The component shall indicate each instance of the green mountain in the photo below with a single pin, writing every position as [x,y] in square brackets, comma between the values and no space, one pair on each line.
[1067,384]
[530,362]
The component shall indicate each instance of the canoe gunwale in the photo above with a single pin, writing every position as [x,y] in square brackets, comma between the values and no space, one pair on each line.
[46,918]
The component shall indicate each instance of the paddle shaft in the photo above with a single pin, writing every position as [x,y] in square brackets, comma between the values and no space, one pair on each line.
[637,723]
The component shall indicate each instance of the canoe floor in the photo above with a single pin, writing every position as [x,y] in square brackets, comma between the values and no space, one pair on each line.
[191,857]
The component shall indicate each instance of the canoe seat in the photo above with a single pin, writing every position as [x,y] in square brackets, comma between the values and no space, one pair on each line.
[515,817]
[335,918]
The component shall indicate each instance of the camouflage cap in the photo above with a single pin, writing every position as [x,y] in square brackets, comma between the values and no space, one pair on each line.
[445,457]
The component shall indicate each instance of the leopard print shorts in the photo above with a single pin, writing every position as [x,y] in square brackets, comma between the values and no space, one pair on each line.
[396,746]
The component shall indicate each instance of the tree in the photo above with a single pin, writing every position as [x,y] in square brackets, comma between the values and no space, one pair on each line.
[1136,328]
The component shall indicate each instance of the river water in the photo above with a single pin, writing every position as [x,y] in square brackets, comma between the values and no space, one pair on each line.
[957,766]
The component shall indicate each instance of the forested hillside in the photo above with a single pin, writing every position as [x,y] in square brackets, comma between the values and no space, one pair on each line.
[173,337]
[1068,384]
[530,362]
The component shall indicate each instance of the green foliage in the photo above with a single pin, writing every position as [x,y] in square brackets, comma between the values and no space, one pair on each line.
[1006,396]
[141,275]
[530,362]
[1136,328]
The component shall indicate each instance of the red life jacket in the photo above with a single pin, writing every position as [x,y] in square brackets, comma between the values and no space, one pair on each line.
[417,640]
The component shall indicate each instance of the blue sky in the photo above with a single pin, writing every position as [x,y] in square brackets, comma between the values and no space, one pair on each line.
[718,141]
+ + + + +
## [Task]
Give again only the lines starting at the one that contains "The component shall indicate each instance of the tree" and running to the end of the data.

## [Reply]
The component shall indicate each instance of the tree in the photo above with a single pin, writing every position as [x,y] in square brackets, comma between the values and no space, one pair on each line.
[1136,328]
The component shall indicate each instance of the river water in the photo above with a single pin, writing every position as [x,y] in square brackets, comma between the values and no space, one pair on each line.
[957,766]
The component shall indicate each instance of the forested hillside in the photo above with a single pin, writing every position as [x,y] in square brackets, comma between the values and no space, one pair on each line.
[173,337]
[1068,384]
[530,362]
The component shall indicate each instance of the green foliage in the photo above with a single pin, writing every position as [x,y] in square brackets, comma between the values and no space, one pair on each line.
[1006,396]
[141,275]
[530,362]
[1136,328]
The component shall indicate each instance of the red life jacket in the photo above with a single pin, writing every position as [x,y] in square brackets, comma between the values and no space, one pair on each line.
[417,640]
The component shall indicate each instance of the blue sky in the photo above with a single pin, writing every position as [x,y] in square brackets, comma between the values and no space, one pair on each line.
[718,141]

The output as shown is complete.